[start Stored data]

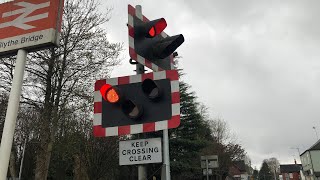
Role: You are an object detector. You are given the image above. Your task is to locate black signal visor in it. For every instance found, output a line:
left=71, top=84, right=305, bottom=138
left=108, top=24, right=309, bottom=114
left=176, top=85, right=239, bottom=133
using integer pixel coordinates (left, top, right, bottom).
left=134, top=18, right=167, bottom=38
left=141, top=79, right=162, bottom=100
left=152, top=34, right=184, bottom=59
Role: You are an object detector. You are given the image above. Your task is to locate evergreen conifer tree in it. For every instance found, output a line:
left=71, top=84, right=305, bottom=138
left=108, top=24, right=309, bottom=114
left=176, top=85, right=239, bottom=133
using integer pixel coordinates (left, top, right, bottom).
left=259, top=161, right=273, bottom=180
left=169, top=82, right=211, bottom=179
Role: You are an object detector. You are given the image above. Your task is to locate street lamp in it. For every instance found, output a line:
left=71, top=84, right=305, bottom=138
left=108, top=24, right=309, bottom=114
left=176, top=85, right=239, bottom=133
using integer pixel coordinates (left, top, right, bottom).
left=312, top=126, right=319, bottom=141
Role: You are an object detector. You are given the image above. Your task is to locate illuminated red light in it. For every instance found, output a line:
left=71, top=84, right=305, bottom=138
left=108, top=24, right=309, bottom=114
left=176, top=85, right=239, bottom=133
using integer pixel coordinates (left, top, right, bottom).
left=106, top=88, right=120, bottom=103
left=149, top=27, right=156, bottom=37
left=100, top=84, right=120, bottom=103
left=149, top=18, right=167, bottom=37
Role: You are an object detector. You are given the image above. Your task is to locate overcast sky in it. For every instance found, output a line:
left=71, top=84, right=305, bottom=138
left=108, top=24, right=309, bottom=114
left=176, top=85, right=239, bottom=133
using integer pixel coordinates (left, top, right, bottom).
left=0, top=0, right=320, bottom=167
left=103, top=0, right=320, bottom=167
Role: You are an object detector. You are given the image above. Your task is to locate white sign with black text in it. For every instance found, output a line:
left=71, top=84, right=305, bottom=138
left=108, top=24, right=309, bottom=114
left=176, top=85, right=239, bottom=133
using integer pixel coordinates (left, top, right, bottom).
left=119, top=138, right=162, bottom=165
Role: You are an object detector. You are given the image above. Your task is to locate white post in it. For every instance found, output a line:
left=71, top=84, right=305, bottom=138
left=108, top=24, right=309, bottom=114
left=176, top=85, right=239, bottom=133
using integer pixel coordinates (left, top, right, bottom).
left=19, top=137, right=28, bottom=180
left=163, top=129, right=171, bottom=180
left=136, top=5, right=147, bottom=180
left=0, top=49, right=27, bottom=180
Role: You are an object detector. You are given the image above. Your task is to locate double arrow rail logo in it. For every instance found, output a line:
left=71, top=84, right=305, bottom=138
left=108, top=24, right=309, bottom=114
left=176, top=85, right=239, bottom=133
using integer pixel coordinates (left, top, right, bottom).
left=0, top=2, right=50, bottom=30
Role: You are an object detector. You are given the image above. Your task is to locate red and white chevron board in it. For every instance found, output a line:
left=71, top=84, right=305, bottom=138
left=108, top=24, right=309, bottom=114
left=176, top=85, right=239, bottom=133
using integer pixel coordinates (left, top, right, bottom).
left=93, top=70, right=180, bottom=137
left=128, top=4, right=175, bottom=71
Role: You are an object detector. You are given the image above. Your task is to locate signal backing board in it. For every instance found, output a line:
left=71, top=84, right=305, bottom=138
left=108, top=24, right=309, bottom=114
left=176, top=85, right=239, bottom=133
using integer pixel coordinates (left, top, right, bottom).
left=93, top=70, right=180, bottom=137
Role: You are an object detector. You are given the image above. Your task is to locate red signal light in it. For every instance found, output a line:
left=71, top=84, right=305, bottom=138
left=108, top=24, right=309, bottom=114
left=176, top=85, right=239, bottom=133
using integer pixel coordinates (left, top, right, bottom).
left=106, top=88, right=120, bottom=103
left=100, top=84, right=120, bottom=104
left=148, top=18, right=167, bottom=37
left=149, top=26, right=156, bottom=37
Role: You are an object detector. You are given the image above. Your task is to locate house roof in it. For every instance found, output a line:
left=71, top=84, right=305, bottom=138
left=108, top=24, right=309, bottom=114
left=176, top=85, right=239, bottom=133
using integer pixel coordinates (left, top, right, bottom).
left=233, top=160, right=247, bottom=172
left=280, top=164, right=302, bottom=173
left=300, top=139, right=320, bottom=156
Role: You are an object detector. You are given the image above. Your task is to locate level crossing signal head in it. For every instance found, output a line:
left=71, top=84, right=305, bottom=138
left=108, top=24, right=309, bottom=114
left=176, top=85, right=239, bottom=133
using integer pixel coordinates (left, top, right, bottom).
left=134, top=17, right=184, bottom=62
left=94, top=70, right=180, bottom=136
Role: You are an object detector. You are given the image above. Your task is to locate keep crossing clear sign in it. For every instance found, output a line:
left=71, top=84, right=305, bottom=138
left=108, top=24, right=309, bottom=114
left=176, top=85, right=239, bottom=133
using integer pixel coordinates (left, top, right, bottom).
left=119, top=138, right=162, bottom=165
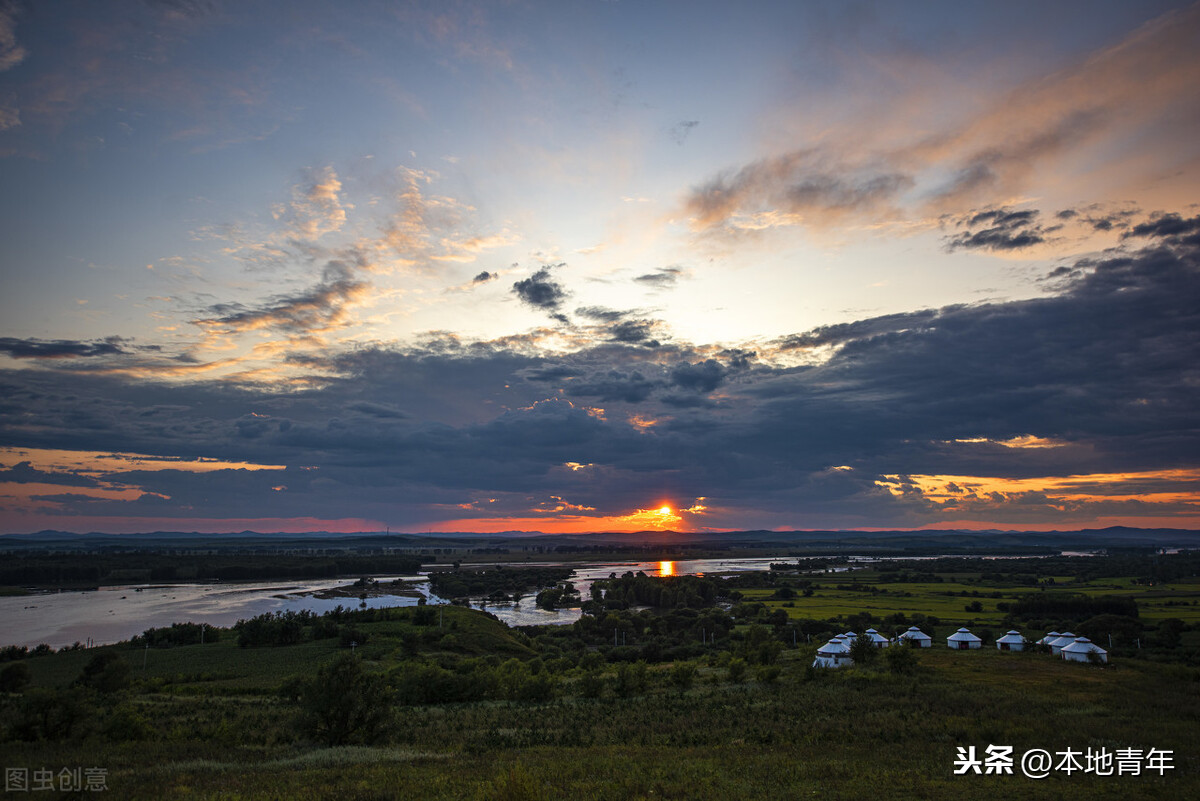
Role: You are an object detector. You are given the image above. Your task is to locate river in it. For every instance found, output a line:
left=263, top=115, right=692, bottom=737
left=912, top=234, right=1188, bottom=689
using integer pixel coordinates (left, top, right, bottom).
left=0, top=556, right=1070, bottom=649
left=0, top=556, right=786, bottom=649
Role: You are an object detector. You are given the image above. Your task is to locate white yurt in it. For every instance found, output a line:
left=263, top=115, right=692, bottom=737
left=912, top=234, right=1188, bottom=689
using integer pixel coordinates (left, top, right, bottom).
left=863, top=628, right=892, bottom=648
left=996, top=630, right=1025, bottom=651
left=1038, top=632, right=1062, bottom=645
left=946, top=627, right=983, bottom=651
left=1046, top=632, right=1075, bottom=656
left=1062, top=637, right=1109, bottom=662
left=899, top=626, right=934, bottom=648
left=812, top=634, right=854, bottom=668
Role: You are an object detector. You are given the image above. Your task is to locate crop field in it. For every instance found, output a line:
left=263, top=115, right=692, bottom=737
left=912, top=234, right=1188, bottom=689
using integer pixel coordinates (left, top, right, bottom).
left=0, top=556, right=1200, bottom=801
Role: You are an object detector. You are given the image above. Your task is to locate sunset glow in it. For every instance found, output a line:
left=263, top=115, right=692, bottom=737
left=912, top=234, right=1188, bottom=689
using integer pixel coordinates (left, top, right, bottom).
left=0, top=0, right=1200, bottom=535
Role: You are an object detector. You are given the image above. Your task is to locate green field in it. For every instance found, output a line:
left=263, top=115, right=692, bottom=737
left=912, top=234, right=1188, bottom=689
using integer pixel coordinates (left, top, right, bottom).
left=0, top=556, right=1200, bottom=800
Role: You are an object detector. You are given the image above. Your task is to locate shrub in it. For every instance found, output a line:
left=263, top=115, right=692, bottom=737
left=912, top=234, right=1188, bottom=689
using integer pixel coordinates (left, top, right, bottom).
left=613, top=662, right=649, bottom=698
left=671, top=662, right=696, bottom=692
left=300, top=655, right=391, bottom=746
left=850, top=634, right=880, bottom=666
left=0, top=662, right=34, bottom=693
left=12, top=687, right=91, bottom=741
left=76, top=651, right=130, bottom=695
left=883, top=646, right=917, bottom=673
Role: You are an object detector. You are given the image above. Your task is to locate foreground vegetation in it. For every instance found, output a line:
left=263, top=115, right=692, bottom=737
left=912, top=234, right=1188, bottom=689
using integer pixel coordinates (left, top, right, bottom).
left=0, top=553, right=1200, bottom=799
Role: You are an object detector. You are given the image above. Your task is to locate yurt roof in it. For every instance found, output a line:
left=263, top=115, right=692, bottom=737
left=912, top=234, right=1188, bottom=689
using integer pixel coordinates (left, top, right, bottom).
left=1062, top=637, right=1108, bottom=654
left=946, top=628, right=983, bottom=643
left=817, top=637, right=850, bottom=656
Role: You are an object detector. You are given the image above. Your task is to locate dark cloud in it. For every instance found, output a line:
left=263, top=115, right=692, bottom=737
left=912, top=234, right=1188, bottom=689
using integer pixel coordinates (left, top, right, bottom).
left=526, top=365, right=581, bottom=381
left=671, top=359, right=726, bottom=392
left=512, top=264, right=568, bottom=323
left=685, top=149, right=914, bottom=228
left=194, top=255, right=370, bottom=333
left=1122, top=213, right=1200, bottom=245
left=575, top=306, right=629, bottom=323
left=0, top=224, right=1200, bottom=528
left=346, top=401, right=410, bottom=420
left=0, top=337, right=126, bottom=359
left=568, top=369, right=658, bottom=403
left=946, top=209, right=1046, bottom=251
left=634, top=267, right=683, bottom=289
left=608, top=320, right=660, bottom=348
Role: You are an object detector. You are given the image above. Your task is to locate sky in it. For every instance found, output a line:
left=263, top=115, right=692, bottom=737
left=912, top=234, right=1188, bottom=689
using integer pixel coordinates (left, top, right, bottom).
left=0, top=0, right=1200, bottom=534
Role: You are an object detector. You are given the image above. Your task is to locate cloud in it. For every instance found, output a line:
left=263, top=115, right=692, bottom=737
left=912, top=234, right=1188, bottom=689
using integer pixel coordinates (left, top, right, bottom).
left=575, top=306, right=629, bottom=323
left=0, top=221, right=1200, bottom=528
left=512, top=264, right=569, bottom=321
left=944, top=209, right=1045, bottom=251
left=608, top=320, right=659, bottom=348
left=379, top=167, right=520, bottom=275
left=1122, top=213, right=1200, bottom=245
left=0, top=5, right=29, bottom=72
left=634, top=267, right=684, bottom=289
left=685, top=149, right=914, bottom=229
left=683, top=5, right=1200, bottom=236
left=671, top=359, right=726, bottom=392
left=0, top=337, right=126, bottom=359
left=275, top=167, right=346, bottom=241
left=193, top=254, right=370, bottom=333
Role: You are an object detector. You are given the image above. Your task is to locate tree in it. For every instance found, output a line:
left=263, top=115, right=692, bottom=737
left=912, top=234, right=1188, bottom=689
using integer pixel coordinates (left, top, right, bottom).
left=0, top=662, right=34, bottom=693
left=850, top=634, right=880, bottom=666
left=76, top=651, right=130, bottom=695
left=300, top=654, right=391, bottom=746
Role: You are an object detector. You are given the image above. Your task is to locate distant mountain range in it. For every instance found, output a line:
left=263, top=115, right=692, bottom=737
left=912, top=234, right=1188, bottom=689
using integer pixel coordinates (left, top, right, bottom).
left=0, top=526, right=1200, bottom=553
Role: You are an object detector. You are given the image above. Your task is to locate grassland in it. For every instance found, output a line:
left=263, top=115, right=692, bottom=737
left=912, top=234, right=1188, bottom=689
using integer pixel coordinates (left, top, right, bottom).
left=0, top=556, right=1200, bottom=801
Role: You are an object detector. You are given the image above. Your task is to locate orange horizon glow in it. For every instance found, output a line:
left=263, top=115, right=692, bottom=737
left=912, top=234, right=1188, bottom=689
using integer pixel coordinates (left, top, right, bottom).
left=0, top=512, right=1200, bottom=536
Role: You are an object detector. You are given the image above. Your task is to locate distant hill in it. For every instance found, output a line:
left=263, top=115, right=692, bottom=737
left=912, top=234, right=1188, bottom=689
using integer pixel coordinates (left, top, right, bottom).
left=0, top=526, right=1200, bottom=554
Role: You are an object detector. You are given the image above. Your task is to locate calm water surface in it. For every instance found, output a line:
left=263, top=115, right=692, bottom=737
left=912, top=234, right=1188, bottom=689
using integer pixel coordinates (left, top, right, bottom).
left=0, top=556, right=1070, bottom=648
left=0, top=556, right=784, bottom=648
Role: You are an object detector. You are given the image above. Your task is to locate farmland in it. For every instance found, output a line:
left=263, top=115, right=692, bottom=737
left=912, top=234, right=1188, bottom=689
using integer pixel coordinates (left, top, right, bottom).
left=0, top=556, right=1200, bottom=799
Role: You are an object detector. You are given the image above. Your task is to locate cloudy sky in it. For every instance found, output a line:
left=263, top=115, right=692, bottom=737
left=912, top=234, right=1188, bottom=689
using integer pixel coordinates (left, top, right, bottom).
left=0, top=0, right=1200, bottom=532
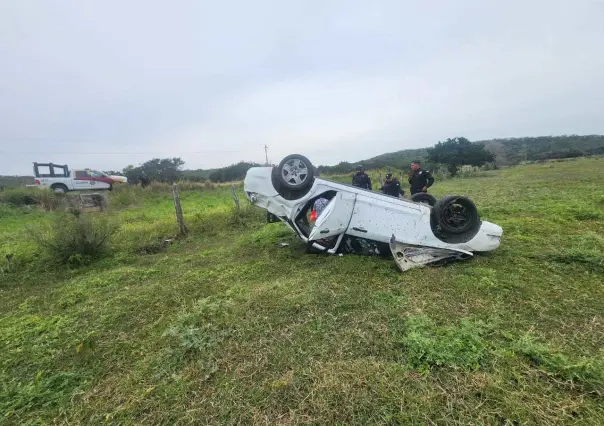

[end Stored data]

### Problem to solve
Copy out, word for word, the lines from the one with "to locate house" to the one with "left=0, top=556, right=786, bottom=649", both included. Leave the pictures out of your copy.

### Solution
Role: You are an object detector. You are given the image above. Your task is to locate house roof in it. For every instance found, output a line:
left=71, top=84, right=305, bottom=138
left=108, top=24, right=309, bottom=114
left=176, top=85, right=239, bottom=133
using integer pixel coordinates (left, top, right, bottom).
left=233, top=160, right=247, bottom=172
left=280, top=164, right=302, bottom=173
left=300, top=139, right=320, bottom=156
Role: You are an object detector. You are given the image above. Your task is to locate level crossing signal head in it. For every instance found, output a line:
left=71, top=84, right=305, bottom=138
left=108, top=24, right=309, bottom=114
left=176, top=85, right=239, bottom=133
using integer pixel coordinates (left, top, right, bottom).
left=134, top=17, right=184, bottom=62
left=94, top=70, right=180, bottom=136
Role: You are an object detector. You are given the image above. Your task is to locate keep crossing clear sign in it. For every instance found, output a line:
left=71, top=84, right=305, bottom=138
left=108, top=24, right=309, bottom=114
left=176, top=85, right=239, bottom=133
using integer pixel coordinates (left, top, right, bottom).
left=119, top=138, right=162, bottom=165
Role: You are an object detector. You are given the image above. Your task is to locate river in it. For every instance found, output a line:
left=263, top=115, right=692, bottom=737
left=912, top=234, right=1188, bottom=689
using integer pixel coordinates (left, top, right, bottom).
left=0, top=556, right=1070, bottom=649
left=0, top=556, right=786, bottom=649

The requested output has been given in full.